§ **Required task**:
Identify each line in the items below that contains the word "shaped" and copy it in full. Case matters.

— begin Task input —

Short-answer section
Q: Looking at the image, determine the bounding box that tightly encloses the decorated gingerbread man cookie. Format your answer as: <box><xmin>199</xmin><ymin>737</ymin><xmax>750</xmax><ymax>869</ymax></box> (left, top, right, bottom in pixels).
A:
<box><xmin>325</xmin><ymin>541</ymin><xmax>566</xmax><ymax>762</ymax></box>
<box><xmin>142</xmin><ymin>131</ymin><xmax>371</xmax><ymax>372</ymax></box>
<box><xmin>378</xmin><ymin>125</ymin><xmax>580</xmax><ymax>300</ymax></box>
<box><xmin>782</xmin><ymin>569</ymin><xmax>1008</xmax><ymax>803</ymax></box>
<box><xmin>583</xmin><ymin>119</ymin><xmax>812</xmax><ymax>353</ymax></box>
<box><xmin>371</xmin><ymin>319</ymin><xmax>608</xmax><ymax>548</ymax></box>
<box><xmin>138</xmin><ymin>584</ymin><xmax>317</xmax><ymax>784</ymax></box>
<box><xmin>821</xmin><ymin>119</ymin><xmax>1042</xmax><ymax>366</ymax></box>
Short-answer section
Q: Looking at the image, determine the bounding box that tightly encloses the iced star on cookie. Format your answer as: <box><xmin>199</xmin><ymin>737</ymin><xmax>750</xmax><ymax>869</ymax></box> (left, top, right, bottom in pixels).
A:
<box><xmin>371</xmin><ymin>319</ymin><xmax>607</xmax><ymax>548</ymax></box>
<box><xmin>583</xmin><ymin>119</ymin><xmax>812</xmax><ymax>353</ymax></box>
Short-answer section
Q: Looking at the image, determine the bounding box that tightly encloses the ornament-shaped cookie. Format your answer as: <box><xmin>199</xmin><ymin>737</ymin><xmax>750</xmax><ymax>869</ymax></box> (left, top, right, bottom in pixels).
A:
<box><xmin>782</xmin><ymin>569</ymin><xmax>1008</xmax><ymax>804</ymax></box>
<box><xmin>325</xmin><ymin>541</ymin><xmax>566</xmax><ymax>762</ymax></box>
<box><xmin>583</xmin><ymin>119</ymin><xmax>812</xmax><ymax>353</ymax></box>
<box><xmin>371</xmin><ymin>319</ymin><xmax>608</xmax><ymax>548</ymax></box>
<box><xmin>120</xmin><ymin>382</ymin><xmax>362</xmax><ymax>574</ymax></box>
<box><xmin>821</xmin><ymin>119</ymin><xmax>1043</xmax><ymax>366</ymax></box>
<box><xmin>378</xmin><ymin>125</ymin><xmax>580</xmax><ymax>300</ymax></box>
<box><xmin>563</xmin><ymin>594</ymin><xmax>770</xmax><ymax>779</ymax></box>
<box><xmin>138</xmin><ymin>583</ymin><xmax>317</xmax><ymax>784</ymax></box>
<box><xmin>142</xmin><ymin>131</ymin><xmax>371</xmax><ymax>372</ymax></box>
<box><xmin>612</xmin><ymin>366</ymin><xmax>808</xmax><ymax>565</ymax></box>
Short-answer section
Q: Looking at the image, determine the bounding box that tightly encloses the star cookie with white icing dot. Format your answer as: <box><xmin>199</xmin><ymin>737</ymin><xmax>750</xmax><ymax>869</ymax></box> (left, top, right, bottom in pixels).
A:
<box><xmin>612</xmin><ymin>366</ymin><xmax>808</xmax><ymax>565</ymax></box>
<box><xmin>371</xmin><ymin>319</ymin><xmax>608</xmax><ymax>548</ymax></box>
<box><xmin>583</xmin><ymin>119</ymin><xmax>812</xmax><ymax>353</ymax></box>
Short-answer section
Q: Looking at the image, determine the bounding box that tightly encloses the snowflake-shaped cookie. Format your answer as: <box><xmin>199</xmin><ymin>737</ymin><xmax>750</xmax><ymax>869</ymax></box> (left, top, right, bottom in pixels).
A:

— end Task input —

§ **Response below**:
Q: Looking at the image, determine the bounding box that tightly encloses the ornament-shaped cookie. Format your answer as: <box><xmin>199</xmin><ymin>737</ymin><xmax>750</xmax><ymax>869</ymax></box> (left, top, right, bottom in pixels).
Q: Looking at the image, determine the bounding box that tightly encloses the snowflake-shaped cookie. Format your answer as: <box><xmin>199</xmin><ymin>737</ymin><xmax>750</xmax><ymax>869</ymax></box> (left, top, right, bottom in pixels).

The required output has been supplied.